▶ Data shown:

--------------------

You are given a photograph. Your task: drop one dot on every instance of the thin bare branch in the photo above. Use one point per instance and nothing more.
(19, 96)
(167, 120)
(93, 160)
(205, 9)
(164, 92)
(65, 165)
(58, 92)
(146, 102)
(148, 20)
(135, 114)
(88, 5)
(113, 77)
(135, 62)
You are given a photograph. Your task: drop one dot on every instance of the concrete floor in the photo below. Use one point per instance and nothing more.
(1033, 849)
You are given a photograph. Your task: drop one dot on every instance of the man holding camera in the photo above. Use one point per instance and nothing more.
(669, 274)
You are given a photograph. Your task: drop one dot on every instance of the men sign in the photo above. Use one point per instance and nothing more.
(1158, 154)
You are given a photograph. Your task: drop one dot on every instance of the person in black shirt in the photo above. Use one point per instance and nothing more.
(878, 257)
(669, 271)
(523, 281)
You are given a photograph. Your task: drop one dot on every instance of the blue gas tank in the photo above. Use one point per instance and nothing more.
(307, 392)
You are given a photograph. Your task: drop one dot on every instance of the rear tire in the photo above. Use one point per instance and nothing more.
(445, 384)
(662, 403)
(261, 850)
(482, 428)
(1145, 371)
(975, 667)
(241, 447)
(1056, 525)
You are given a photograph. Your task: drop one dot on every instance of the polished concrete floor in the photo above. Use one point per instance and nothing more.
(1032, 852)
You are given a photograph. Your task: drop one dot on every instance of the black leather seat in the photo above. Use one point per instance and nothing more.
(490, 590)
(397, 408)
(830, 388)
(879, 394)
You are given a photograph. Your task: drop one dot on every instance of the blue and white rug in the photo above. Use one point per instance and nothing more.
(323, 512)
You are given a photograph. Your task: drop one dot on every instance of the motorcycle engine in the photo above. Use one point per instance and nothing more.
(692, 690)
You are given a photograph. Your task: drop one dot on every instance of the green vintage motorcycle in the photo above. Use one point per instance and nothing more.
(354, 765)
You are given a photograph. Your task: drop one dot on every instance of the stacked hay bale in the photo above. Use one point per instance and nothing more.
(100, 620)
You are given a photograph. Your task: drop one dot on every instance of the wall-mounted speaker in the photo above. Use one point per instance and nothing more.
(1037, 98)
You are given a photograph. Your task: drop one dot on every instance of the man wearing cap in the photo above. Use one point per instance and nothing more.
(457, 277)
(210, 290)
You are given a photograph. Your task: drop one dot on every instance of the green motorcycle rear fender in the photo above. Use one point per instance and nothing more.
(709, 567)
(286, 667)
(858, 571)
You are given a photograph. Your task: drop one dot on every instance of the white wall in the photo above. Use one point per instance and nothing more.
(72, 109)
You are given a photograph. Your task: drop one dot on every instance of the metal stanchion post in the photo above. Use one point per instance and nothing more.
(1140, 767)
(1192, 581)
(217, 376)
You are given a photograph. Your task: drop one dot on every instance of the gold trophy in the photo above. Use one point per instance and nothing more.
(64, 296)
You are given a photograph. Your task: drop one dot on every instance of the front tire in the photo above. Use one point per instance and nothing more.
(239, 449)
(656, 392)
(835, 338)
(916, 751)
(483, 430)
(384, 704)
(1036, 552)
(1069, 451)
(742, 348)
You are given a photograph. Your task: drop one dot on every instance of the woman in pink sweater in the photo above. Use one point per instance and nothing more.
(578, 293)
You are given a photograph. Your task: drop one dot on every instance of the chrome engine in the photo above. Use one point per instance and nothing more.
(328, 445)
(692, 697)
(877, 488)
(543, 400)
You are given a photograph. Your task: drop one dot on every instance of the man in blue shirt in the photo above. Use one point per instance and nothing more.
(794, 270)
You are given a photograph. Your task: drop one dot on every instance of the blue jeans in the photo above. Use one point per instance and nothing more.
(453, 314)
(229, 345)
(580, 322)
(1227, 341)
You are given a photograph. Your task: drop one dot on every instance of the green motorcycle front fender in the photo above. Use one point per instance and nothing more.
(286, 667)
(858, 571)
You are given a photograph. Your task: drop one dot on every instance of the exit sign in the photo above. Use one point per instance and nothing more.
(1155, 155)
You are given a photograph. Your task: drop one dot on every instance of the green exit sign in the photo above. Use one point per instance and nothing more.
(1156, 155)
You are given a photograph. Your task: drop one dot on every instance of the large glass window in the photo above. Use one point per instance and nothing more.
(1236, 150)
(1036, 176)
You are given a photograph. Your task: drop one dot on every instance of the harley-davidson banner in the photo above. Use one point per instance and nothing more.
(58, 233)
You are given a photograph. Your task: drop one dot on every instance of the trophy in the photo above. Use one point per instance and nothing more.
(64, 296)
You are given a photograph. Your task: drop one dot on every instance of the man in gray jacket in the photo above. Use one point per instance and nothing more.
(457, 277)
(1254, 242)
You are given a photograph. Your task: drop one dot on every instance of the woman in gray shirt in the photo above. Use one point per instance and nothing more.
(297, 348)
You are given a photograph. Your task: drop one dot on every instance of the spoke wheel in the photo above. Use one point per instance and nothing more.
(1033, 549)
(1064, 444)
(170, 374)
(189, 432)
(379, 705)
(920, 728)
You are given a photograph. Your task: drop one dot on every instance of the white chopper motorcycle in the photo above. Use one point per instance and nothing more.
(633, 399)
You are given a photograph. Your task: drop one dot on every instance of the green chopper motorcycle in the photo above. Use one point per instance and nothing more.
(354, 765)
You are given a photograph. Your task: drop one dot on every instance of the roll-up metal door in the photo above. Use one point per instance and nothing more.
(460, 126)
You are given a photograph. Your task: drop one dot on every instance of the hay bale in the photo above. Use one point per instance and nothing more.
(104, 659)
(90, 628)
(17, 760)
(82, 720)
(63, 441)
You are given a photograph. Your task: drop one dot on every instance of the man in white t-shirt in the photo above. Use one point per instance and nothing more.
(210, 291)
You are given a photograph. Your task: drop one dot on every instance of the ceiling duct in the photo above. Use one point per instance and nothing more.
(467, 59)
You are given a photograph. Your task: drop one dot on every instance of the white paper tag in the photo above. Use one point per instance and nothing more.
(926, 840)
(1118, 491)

--------------------

▶ Given problem:
Rescale the stretch from the line containing "of the ceiling" through the end of the items. Write out every line again, requests included, and multiply each point coordinate in the answers by 2.5, rounding to the nearest whole number with halves rounded up. Give only those lines.

▶ Solution to this problem:
You are given a photograph. Your task: drop one dot on every instance of the ceiling duct in the photo above. Use one point per instance and nothing more.
(1168, 148)
You are given a photograph. Your task: drop one dot on every instance of the white paper tag in the photo above. Use one point per instance and nothing more.
(2315, 2100)
(2795, 1228)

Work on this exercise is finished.